The Economic Analysis tool is a quick-look production flowstream calculator and cash flow analysis which is integrated with the production curve screen and the Decline Curve Analysis tool.
NOTE: ARIES RELEASE 2003.11, RELEASED IN JULY 2004, NOW IMPORTS DRILLINGINFO'S .DRI PRODUCTION DATA FORMAT.
Definitions of the required inputs are listed below with a brief explanation of each; (Also See Economic Analysis FAQ)
The Major Phase of an oil well is oil, and the Major Phase of a gas well is gas. The Decline Curve Analysis calculates the decline rate of the Major Phase only.
It is not necessary to run the Decline Curve Analysis tool prior to running Economic Analysis. However, if Decline Curve Analysis is run first, the calculated decline rate will be entered into the Economic Analysis as a default. The user can either utilize this decline rate or can enter his own decline rate. In either case, the decline rate is kept constant for the remaining life of the well. In this manner the production flowstream is calculated for the Major Phase. The Minor Phase production flowstream is then calculated by applying the GOR to the Major Phase production flowstream.
This is the user-defined, initial flowrate of the Major Phase of the well, or lease. Note that the units are BO/day (barrels of oil per day) or MCF/day (thousand cubic feet of gas per day) rather than per month, as shown on the production curve or tabular data. This is due to the fact that well production is most often discussed on a daily rate basis. To obtain the daily rate from the monthly rate, simply divide the monthly rate by the number of days in that month, or by 30.4 for an approximation.

GIVEN REQUEST 1: Reproduce the passage on the Economic Analysis tool, everything from "The Major Phase of an" down to "Phase production flowstream.", renaming "Major Phase" as "Primary Phase" wherever it occurs.

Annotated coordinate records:
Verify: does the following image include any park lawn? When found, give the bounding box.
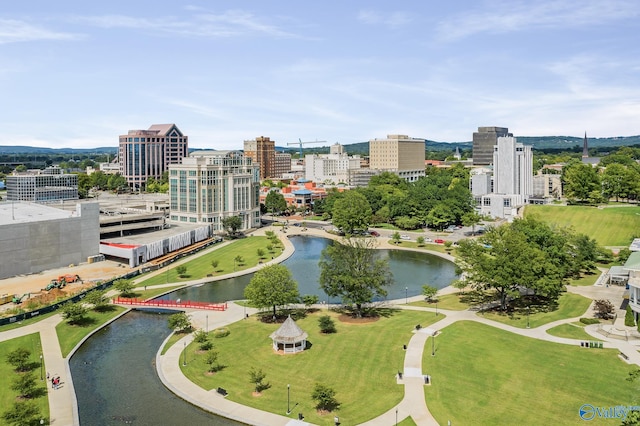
[524,205,640,247]
[547,322,600,341]
[0,333,49,425]
[409,293,470,311]
[481,293,591,328]
[56,305,126,358]
[423,321,638,426]
[181,310,442,425]
[136,236,283,287]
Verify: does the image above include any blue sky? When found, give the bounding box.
[0,0,640,149]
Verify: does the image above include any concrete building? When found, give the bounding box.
[118,124,189,191]
[169,151,260,233]
[369,135,425,182]
[244,136,276,180]
[473,127,513,166]
[6,166,79,203]
[304,143,360,184]
[0,202,100,280]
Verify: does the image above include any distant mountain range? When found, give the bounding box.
[0,135,640,155]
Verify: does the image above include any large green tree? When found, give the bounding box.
[333,191,371,235]
[244,265,300,316]
[319,238,393,317]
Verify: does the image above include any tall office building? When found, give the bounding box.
[473,127,513,166]
[169,151,260,232]
[244,136,276,179]
[119,124,189,190]
[369,135,425,182]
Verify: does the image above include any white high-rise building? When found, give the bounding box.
[169,151,260,232]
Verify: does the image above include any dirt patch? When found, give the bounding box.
[338,314,380,324]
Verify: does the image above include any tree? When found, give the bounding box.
[62,302,87,325]
[249,367,271,393]
[167,312,191,332]
[222,216,242,236]
[244,264,300,316]
[311,383,340,411]
[332,190,371,235]
[319,238,393,317]
[82,290,109,312]
[113,279,133,297]
[11,371,43,399]
[318,315,336,334]
[2,401,41,426]
[422,284,438,301]
[593,299,615,320]
[264,191,287,214]
[7,348,31,371]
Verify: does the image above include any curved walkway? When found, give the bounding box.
[0,227,640,426]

GIVEN REQUEST 2: Return each line of the records that contains the word "tree".

CORRECT RESPONSE 1:
The Primary Phase of an oil well is oil, and the Primary Phase of a gas well is gas. The Decline Curve Analysis calculates the decline rate of the Primary Phase only.
It is not necessary to run the Decline Curve Analysis tool prior to running Economic Analysis. However, if Decline Curve Analysis is run first, the calculated decline rate will be entered into the Economic Analysis as a default. The user can either utilize this decline rate or can enter his own decline rate. In either case, the decline rate is kept constant for the remaining life of the well. In this manner the production flowstream is calculated for the Primary Phase. The Minor Phase production flowstream is then calculated by applying the GOR to the Primary Phase production flowstream.

CORRECT RESPONSE 2:
Verify: does the image above include any large green tree? When found, give the bounding box.
Verify: does the image above include any tree? When found, give the bounding box.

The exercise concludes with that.